(Actions to take)
(1) In the Everest base camp trek account, why did the group fly into Lukla on May 14 rather than the day before? Answer in one to three sentences.
(2) From the Everest base camp trek account, copy the passage from "We set out on" up to and including "have been taken.".
(3) Summarize the Everest base camp trek account in two sentences.

(Document)
Everest Base camp trek 2016

everest_base_camp_via_gokyo_trekking_map

I went to Nepal in 2007 with the intention of trying the Everest base camp trek. Mainly due to the circumstances of the weather that year the flights to Lukla were rained off. I’ve been to Nepal several times since, but on each occasion there was some reason or another why the base camp trek remained an unfulfilled ambition. However, this year 2016, that ambition was realised.

Lukla, is the start of the Everest base camp trek. Lukla itself is at an elevation of 2,860 m. It has what is described as the ‘most dangerous’ airport in the world. The runway is only 527 m long and as the planes come in and out of Lukla airport it is easy to see how it gets its reputation.

We arrived at Lukla airport, flying in on Tara Airlines, on the 14th May 2016. We were meant to be flying the day before, but considering this was Friday the 13th – the day after seemed like a better option.

We set out on the trek going through the initial check posts and then got into our stride. The trek to base camp is a 12 day round trip; coming down obviously taking less time than getting up. We decided that we were not going to try for base camp itself, but only to Kalla Pathar, which is one stop before Base Camp. Kalla Pathar, is at an altitude of 5550 meters, and the place from where almost all of the iconic shots of Everest have been taken.

(Recorded information)
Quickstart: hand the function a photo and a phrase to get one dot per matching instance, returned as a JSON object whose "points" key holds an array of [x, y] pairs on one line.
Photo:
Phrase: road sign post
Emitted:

(Answers per task)
(1) The flight was meant to be on the day before, but that day was Friday the 13th. Flying the day after seemed like a better option.

(2)
We set out on the trek going through the initial check posts and then got into our stride. The trek to base camp is a 12 day round trip; coming down obviously taking less time than getting up. We decided that we were not going to try for base camp itself, but only to Kalla Pathar, which is one stop before Base Camp. Kalla Pathar, is at an altitude of 5550 meters, and the place from where almost all of the iconic shots of Everest have been taken.

(3) A 2007 attempt at the Everest base camp trek failed because weather rained off the flights to Lukla, but the writer finally made the trek in 2016 after flying into Lukla, with its 527 m runway, on May 14. On the 12-day round trip, the group chose to go only as far as Kalla Pathar, one stop before Base Camp at 5550 meters, where almost all of the iconic shots of Everest have been taken.